_Given exercise_:
Update the records from the line containing "Annotation task — mark the stone" through the end of the records, replacing "conical" with "tapered" and leaving everything else unchanged.

_Material to process_:

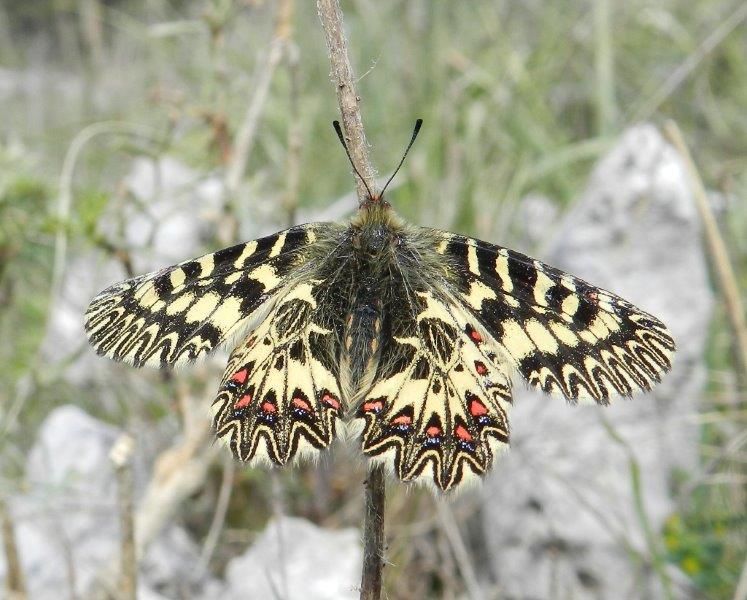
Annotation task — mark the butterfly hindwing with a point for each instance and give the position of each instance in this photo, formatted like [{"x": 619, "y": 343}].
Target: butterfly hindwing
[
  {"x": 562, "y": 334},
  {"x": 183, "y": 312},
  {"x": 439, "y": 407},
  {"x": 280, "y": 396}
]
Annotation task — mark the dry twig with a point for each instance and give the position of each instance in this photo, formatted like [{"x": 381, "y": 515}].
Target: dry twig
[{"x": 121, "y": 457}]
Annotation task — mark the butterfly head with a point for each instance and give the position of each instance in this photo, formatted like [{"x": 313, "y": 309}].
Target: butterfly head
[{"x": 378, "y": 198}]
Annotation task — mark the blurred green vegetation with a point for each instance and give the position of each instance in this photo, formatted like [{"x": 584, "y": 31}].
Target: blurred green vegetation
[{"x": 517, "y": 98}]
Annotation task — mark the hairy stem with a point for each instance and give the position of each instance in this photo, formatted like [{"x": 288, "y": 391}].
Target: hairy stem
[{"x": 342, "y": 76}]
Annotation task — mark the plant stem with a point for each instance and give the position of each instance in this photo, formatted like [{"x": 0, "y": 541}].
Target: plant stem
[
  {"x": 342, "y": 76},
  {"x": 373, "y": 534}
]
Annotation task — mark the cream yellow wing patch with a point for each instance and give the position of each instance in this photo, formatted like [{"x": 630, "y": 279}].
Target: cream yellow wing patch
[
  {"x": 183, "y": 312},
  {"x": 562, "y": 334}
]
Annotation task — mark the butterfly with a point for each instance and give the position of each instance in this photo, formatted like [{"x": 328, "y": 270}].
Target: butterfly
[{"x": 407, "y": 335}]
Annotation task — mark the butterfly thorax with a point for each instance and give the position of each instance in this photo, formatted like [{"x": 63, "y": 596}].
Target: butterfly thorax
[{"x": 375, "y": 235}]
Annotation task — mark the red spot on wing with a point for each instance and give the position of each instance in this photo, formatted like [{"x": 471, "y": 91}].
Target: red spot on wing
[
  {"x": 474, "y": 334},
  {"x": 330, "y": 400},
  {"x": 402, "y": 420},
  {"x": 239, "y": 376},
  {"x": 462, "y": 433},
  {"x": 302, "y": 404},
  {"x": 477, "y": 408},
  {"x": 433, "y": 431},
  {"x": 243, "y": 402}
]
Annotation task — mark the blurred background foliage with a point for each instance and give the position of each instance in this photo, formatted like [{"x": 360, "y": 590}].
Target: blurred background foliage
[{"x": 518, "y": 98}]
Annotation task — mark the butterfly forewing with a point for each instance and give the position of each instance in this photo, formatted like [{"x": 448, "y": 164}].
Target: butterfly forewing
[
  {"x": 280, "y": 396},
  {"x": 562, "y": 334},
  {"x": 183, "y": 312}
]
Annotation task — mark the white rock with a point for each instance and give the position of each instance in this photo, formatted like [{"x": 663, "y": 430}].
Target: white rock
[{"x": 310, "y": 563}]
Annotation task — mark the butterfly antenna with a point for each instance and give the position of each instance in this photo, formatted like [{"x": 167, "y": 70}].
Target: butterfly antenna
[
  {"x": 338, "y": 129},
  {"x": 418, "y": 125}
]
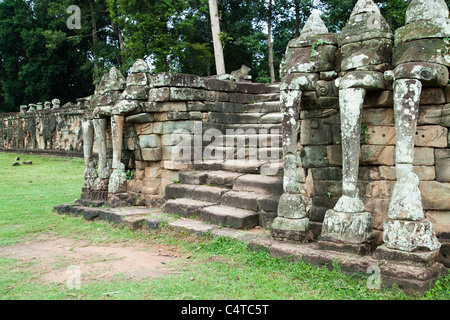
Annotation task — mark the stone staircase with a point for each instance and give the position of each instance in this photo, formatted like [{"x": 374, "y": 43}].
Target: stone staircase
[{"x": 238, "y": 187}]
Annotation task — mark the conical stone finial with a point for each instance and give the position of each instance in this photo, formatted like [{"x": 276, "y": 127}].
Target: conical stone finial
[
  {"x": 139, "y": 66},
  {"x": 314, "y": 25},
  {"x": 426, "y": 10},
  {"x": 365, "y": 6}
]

_Solution to the exercise_:
Annotation task — mark the stone staircase with a point for each instance and give the position of each instance in this photo, formatted like [{"x": 374, "y": 43}].
Target: stone staircase
[{"x": 238, "y": 187}]
Annotation task — mark the tapered stone finial with a point for each instance and give the position of each instance in this photo, formatted like [{"x": 276, "y": 127}].
Target: tapered stone finial
[
  {"x": 139, "y": 66},
  {"x": 314, "y": 25},
  {"x": 426, "y": 10},
  {"x": 365, "y": 6}
]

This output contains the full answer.